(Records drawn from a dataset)
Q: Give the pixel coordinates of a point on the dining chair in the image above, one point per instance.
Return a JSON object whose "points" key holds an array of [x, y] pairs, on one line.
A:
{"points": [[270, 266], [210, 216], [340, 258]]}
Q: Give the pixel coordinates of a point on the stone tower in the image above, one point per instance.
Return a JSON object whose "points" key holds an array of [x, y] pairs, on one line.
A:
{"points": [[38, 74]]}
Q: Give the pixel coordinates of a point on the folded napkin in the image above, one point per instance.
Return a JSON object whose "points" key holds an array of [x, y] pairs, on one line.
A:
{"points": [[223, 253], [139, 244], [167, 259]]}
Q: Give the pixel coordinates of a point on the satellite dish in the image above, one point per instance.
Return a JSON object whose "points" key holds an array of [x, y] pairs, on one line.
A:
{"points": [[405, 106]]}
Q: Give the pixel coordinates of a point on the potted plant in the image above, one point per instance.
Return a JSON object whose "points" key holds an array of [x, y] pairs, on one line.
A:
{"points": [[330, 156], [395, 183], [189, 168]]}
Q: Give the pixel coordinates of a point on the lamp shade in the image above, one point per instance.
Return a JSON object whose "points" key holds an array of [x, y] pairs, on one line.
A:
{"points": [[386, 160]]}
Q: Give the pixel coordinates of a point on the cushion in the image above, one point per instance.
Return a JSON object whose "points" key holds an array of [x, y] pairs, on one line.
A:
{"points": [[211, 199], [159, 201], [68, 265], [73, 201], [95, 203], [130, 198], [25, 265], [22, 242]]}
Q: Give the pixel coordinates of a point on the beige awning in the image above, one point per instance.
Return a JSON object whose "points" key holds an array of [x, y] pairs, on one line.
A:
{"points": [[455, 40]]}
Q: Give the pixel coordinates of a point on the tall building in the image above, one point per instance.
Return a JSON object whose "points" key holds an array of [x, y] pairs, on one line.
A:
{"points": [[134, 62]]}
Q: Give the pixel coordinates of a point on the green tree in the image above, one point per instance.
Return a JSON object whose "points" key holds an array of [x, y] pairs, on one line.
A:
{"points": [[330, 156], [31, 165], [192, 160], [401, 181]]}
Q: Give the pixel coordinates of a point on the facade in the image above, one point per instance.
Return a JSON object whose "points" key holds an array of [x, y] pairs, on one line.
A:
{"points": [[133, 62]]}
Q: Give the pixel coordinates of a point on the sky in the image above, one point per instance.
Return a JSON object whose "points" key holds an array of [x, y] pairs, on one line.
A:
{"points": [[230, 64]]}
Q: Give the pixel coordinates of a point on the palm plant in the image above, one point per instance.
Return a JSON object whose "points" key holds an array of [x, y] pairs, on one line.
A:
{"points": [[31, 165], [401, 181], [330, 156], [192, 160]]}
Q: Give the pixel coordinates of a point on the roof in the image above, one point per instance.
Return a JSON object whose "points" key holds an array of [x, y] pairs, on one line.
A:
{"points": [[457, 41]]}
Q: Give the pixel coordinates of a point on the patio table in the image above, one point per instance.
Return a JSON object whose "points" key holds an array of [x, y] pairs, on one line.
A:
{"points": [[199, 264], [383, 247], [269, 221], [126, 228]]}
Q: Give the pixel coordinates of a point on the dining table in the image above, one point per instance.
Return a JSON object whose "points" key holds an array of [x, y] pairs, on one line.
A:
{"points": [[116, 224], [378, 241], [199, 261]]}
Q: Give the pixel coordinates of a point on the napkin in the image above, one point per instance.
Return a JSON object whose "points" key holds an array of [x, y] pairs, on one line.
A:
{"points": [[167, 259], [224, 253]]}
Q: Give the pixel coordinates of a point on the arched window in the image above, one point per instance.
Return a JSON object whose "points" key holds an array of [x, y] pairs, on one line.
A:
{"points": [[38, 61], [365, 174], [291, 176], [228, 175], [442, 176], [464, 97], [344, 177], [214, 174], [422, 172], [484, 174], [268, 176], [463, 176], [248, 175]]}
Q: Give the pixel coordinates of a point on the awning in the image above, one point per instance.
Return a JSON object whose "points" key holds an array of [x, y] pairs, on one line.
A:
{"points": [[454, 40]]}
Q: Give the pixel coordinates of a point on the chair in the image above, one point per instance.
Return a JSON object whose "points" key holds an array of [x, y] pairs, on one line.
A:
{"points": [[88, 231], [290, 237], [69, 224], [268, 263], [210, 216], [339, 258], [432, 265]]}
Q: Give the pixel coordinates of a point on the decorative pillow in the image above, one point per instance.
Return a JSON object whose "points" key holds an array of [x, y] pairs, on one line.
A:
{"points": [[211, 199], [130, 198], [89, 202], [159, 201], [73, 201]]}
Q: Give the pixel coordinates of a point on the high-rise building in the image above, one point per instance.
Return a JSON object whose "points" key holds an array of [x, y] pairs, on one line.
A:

**Problem to work on:** Only an exact copy of the entries above will do.

**Answer space:**
Q: Give the pixel coordinates of a point on the dining chair in the image above, one point per instance.
Return a JSON object whose "points" key holds an array of [x, y] pairs, on one line.
A:
{"points": [[270, 266], [210, 216], [340, 258]]}
Q: Give the pixel coordinates of a point on the stone tower in the image above, one point per instance.
Return a JSON object whose "points" key holds an array of [x, y] pairs, on one line.
A:
{"points": [[38, 74]]}
Q: Give the pixel coordinates of a point on the folded napkin in the image above, one point per instance.
Return a JSON object whose "points" key holds an array of [x, y] pairs, on one line.
A:
{"points": [[223, 253], [139, 244], [167, 259]]}
Q: Give the pixel coordinates of a point on the satellite dish in the image above, one point per instance.
Return a JSON object whose "points" key holds an array of [x, y] pairs, on one line.
A:
{"points": [[405, 106]]}
Q: Give the pixel coordinates of a point on the potted plant in the image above, one point per instance.
Return a JSON object whose "points" key holds an array of [x, y] pairs, on one line.
A:
{"points": [[330, 156], [395, 183], [189, 168]]}
Q: Give the pixel coordinates of a point on the lamp shade in the image above, one point per instance.
Return a JSON object whose "points" key holds an array of [x, y] pairs, on one line.
A:
{"points": [[386, 160]]}
Q: Give the pixel coordinates of a point on the cushion in the image above, one point per instance.
Return a JSON object whose "points" key holds an array of [x, y] pairs, on one line.
A:
{"points": [[211, 199], [159, 201], [68, 265], [73, 201], [95, 203], [130, 198], [25, 265], [22, 242]]}
Q: Give the pixel coordinates of a point on the beige awning in the image above, one point per instance.
Return a JSON object whose "points" key holds an array of [x, y] pairs, on one line.
A:
{"points": [[455, 40]]}
Q: Give the pixel coordinates of a point on the tall building in the image above, one point per instance.
Return a JSON object whose "points" key holds an array of [x, y] pairs, on one line.
A:
{"points": [[134, 62]]}
Q: Give the pixel coordinates of a point on the green tree in the image above, one point per instance.
Return a JSON object whose "points" key holds an array of [x, y] pairs, on one line.
A:
{"points": [[330, 156], [31, 165], [192, 160], [401, 181]]}
Q: Give the pixel coordinates of a point on the facade in the image above, one point per instance.
Return a JSON object whose "points" key holds an array of [x, y] pairs, on one line.
A:
{"points": [[133, 62]]}
Q: Give the pixel coordinates of a point on the sky in the image above, one point per instance.
Return a JSON object whose "points" key holds an array of [x, y] pairs, on one line.
A:
{"points": [[230, 64]]}
Q: Give the pixel coordinates of a point on the palm plant in the image above, one point per instance.
Return a JSON object whose "points" key holds an array of [x, y] pairs, on one line.
A:
{"points": [[31, 165], [401, 181], [330, 156], [192, 160]]}
Q: Give the pixel coordinates of a point on the roof in the image above, one point per instance.
Return a JSON object whose "points" key holds an array of [x, y] pairs, on one line.
A:
{"points": [[457, 41]]}
Q: Give the pixel coordinates of a point on the patio table in the image above, one point per instance.
Return a JSON object whose "points" key holds an array of [x, y] pairs, on one line.
A:
{"points": [[199, 264], [383, 247], [269, 221], [126, 228]]}
Q: Give the pixel coordinates of a point on the dining table in the image above, one point per instance.
Return a JSON object whose "points" key holds an array of [x, y] pairs, on one line.
A:
{"points": [[116, 224], [378, 241], [199, 261]]}
Q: Give the pixel coordinates of a point on the napkin in the image above, one point per instance.
Return a JSON object whose "points" key holds an array of [x, y] pairs, on one line.
A:
{"points": [[167, 259], [224, 253]]}
Q: Give the pixel coordinates of a point on the arched window in the image above, one point per instance.
Return a JSON object whose "points" key holds an array of [x, y] pairs, on one line.
A:
{"points": [[38, 61], [365, 174], [291, 176], [228, 175], [442, 176], [464, 97], [344, 177], [214, 174], [422, 172], [484, 174], [268, 176], [463, 176], [248, 175]]}
Q: Give the pixel coordinates of a point on the awning in the image above, one point per instance.
Return a JSON object whose "points" key holds an array of [x, y] pairs, on one line.
A:
{"points": [[454, 40]]}
Q: Give the pixel coordinates of a point on the chair in the image above, one point per instance.
Return a JSON object whose "points" key holds an array of [x, y] pairs, on one line.
A:
{"points": [[88, 231], [290, 237], [69, 224], [268, 263], [210, 216], [339, 258], [432, 265]]}
Q: Give the pixel coordinates of a point on the decorative pillow in the image above, one point per instance.
Return a JSON object whose "points" key holds an array of [x, y] pairs, on one line.
A:
{"points": [[211, 199], [130, 198], [89, 202], [159, 201], [73, 201]]}
Q: Give the pixel coordinates of a point on the high-rise building in the image above, one point per instance.
Return a JSON object whose "points" key holds an array of [x, y] pairs, on one line.
A:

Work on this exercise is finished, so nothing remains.